## TASK
Search the records below for the string "russell" and copy each line where it turns up.

[Opening TASK DATA section]

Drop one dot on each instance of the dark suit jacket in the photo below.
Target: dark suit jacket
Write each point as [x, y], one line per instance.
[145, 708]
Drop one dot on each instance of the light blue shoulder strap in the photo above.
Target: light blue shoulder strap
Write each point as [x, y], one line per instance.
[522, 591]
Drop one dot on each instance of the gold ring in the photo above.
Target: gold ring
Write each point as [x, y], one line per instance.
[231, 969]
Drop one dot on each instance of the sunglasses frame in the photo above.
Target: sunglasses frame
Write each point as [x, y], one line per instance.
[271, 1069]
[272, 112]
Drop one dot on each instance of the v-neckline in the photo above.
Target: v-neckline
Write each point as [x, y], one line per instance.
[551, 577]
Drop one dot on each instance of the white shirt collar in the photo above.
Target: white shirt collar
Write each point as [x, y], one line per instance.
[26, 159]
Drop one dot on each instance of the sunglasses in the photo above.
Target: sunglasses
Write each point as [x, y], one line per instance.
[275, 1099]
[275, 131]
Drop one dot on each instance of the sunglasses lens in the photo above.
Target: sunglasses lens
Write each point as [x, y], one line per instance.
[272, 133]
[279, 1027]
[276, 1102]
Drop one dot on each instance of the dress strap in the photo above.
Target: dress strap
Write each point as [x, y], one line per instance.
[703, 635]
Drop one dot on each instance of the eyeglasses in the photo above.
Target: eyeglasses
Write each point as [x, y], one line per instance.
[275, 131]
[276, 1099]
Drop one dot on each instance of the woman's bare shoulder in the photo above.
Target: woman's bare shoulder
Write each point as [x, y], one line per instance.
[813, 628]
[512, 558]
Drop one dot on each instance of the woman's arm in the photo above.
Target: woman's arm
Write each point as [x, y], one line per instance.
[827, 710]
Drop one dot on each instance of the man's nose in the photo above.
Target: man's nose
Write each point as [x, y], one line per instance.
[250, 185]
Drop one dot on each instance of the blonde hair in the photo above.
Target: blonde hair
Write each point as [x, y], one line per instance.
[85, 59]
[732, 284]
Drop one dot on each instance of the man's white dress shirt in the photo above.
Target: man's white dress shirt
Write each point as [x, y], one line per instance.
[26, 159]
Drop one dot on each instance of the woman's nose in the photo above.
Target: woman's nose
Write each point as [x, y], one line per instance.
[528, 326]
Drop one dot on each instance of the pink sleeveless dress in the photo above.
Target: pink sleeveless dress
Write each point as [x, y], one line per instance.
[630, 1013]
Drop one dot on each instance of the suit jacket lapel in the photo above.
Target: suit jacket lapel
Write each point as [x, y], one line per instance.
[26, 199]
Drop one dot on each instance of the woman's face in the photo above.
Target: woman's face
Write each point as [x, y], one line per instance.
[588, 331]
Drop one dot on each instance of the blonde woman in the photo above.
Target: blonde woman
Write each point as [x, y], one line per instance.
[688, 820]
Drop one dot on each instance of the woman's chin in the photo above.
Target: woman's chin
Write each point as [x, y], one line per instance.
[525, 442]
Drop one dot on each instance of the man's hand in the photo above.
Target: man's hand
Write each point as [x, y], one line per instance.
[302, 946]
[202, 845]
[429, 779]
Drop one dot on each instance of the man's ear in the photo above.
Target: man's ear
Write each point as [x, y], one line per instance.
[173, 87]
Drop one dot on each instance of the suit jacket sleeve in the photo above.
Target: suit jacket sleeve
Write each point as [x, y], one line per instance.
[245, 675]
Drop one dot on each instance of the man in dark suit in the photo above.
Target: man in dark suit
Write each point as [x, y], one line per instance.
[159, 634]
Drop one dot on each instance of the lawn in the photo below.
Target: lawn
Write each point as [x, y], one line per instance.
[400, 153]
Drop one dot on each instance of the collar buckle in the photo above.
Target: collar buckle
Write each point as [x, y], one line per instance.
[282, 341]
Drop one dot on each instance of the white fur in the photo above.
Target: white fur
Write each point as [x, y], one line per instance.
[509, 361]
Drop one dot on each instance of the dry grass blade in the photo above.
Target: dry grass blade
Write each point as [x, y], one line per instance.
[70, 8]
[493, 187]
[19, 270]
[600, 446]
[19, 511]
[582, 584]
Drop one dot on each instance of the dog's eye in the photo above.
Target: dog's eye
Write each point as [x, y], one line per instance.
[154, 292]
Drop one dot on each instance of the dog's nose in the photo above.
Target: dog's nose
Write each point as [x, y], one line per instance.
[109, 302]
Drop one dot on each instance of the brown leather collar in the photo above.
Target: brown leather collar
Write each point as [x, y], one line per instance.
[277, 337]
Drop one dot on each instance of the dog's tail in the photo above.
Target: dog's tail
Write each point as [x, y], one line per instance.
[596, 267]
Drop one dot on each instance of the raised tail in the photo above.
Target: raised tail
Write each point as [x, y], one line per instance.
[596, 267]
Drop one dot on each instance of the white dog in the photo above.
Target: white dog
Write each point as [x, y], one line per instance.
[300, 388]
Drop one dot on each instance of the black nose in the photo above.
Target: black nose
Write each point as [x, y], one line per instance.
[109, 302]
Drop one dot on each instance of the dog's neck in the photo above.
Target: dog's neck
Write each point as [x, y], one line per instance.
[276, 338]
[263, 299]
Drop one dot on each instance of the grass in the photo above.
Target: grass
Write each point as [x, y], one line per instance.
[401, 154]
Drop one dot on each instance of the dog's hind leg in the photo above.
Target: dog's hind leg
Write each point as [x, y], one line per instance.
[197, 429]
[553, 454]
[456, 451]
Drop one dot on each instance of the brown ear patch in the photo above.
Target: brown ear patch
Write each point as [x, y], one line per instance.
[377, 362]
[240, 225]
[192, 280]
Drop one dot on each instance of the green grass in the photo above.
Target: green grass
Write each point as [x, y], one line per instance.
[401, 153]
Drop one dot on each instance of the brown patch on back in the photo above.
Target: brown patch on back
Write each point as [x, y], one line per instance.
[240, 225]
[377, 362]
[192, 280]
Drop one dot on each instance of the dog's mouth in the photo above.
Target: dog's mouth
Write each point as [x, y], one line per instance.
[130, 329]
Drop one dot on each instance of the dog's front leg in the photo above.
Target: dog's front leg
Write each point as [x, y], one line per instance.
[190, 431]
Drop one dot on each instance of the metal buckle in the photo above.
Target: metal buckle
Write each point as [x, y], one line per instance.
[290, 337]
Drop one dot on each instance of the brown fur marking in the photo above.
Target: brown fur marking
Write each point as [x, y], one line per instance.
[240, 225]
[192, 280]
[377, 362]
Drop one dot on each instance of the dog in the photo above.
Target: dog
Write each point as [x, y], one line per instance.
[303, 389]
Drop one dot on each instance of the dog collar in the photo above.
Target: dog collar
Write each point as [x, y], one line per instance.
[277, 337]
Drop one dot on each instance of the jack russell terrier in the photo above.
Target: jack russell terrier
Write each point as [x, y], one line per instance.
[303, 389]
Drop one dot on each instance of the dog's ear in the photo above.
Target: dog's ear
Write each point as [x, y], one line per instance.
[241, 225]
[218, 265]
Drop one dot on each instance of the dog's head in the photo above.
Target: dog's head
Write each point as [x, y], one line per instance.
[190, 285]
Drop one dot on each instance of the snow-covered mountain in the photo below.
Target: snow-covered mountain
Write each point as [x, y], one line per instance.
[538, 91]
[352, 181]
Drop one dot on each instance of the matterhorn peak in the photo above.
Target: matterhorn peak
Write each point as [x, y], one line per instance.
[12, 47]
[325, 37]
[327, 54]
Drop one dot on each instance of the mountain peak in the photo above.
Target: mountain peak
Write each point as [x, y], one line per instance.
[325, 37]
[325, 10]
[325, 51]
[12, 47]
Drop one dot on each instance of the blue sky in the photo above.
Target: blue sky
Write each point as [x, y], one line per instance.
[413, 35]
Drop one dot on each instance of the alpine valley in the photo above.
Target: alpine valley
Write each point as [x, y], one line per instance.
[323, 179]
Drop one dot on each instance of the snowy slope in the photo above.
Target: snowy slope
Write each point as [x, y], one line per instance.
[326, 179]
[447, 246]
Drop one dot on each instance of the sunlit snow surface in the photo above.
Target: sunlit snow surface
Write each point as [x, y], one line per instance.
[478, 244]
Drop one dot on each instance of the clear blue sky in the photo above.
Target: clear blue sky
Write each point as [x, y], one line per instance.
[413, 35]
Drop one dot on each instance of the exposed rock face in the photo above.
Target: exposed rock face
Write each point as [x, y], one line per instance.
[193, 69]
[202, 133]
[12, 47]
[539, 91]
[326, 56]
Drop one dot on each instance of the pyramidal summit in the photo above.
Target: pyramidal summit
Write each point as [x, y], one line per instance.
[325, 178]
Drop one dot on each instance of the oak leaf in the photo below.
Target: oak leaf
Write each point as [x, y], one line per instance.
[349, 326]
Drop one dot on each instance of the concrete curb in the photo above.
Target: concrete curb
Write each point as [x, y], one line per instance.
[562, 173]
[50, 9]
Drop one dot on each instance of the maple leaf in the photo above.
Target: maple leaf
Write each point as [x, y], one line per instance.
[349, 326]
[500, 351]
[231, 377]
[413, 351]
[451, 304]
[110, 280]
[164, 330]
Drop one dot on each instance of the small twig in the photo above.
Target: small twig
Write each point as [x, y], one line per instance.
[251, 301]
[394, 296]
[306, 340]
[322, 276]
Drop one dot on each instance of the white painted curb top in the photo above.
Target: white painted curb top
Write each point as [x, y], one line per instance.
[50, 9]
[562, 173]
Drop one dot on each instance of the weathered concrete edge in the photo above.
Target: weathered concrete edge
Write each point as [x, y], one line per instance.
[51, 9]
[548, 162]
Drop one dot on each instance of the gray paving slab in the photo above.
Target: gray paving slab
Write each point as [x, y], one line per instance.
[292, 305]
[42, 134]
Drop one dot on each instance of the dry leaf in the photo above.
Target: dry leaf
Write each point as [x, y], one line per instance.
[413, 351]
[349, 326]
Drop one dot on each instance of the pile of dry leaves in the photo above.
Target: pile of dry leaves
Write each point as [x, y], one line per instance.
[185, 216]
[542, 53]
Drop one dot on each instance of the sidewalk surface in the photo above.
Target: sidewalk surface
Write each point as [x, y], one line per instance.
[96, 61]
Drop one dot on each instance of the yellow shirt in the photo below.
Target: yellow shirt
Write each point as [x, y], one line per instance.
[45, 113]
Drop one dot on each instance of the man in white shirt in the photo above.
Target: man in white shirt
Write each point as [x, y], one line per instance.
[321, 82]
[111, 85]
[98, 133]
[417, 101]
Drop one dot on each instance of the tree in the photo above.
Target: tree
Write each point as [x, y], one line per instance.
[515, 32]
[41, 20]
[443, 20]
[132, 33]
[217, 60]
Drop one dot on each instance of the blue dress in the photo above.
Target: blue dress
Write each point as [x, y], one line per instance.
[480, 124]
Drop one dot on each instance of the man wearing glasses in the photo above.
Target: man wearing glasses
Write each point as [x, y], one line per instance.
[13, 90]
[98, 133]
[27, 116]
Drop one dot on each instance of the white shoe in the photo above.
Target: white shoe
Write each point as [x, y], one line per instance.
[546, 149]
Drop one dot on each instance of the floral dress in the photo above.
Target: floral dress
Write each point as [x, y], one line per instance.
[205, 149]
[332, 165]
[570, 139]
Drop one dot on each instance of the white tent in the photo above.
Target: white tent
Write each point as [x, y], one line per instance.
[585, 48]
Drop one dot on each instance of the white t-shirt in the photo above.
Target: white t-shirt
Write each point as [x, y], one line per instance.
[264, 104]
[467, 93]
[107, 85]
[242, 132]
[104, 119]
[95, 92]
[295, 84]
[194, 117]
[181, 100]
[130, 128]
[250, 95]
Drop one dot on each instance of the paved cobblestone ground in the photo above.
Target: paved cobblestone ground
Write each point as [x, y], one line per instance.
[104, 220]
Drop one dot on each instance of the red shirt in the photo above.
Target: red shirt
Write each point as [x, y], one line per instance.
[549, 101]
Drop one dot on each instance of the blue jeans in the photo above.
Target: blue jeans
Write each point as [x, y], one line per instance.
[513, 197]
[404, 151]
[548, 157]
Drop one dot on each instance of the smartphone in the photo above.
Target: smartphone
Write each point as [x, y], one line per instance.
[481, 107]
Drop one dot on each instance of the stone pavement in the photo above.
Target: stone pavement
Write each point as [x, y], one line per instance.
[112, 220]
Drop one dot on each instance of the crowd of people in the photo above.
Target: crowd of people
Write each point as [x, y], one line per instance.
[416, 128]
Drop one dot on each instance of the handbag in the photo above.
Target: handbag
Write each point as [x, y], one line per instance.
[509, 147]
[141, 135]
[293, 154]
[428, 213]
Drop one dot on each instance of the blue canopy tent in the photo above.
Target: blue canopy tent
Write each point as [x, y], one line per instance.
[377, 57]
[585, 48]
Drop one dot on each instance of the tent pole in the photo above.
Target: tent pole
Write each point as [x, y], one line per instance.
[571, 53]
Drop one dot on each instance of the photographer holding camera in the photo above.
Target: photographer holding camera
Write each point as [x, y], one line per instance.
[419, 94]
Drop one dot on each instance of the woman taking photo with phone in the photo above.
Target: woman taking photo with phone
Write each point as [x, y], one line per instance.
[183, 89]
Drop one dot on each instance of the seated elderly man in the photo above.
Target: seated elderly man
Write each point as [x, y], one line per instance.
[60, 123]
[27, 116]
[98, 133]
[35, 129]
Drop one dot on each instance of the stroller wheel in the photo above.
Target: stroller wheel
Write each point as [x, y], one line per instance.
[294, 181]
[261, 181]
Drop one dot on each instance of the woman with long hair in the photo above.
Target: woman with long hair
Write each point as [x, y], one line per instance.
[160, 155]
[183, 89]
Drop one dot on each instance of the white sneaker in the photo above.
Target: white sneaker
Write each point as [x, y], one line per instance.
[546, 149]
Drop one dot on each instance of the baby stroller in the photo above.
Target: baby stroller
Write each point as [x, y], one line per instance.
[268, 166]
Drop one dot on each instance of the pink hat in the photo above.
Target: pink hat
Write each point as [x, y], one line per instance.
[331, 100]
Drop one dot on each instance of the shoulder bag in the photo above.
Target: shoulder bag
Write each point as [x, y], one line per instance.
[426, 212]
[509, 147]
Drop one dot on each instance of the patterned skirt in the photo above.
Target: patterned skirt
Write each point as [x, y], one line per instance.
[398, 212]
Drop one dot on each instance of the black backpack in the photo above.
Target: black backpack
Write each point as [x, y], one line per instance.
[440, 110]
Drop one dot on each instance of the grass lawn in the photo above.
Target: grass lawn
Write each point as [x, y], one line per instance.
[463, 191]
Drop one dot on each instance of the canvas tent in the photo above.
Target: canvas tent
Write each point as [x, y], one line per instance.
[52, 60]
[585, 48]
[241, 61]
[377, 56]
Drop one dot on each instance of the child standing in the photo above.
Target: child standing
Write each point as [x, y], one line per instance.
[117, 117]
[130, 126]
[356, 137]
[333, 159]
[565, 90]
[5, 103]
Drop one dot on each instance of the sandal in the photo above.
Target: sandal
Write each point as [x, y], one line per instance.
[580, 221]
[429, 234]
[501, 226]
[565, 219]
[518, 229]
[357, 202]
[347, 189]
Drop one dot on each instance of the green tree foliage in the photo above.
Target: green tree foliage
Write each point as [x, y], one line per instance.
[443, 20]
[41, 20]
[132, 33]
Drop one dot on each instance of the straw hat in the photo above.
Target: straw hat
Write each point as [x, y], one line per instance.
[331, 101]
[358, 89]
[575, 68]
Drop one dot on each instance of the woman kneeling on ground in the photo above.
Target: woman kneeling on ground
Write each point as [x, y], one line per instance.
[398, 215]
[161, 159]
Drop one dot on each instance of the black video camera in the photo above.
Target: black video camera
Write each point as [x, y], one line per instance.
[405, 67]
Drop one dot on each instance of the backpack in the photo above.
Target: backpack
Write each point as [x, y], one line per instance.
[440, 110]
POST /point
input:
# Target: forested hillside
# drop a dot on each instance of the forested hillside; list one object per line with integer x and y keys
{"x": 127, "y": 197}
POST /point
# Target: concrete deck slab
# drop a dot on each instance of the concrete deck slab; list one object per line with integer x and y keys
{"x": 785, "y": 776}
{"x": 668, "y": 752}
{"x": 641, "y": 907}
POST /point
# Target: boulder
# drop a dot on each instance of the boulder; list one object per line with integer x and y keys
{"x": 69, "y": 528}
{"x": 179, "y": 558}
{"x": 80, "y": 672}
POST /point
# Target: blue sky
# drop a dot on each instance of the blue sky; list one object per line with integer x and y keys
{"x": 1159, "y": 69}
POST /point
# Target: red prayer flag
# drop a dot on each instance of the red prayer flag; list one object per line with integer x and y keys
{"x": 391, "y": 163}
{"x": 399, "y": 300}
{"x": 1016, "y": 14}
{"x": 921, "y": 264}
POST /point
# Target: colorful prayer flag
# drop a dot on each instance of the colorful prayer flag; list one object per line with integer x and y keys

[Closing TASK DATA section]

## RESULT OF THIS TASK
Drop one dot on each instance of the jack russell terrier in the photo above.
Target: jack russell terrier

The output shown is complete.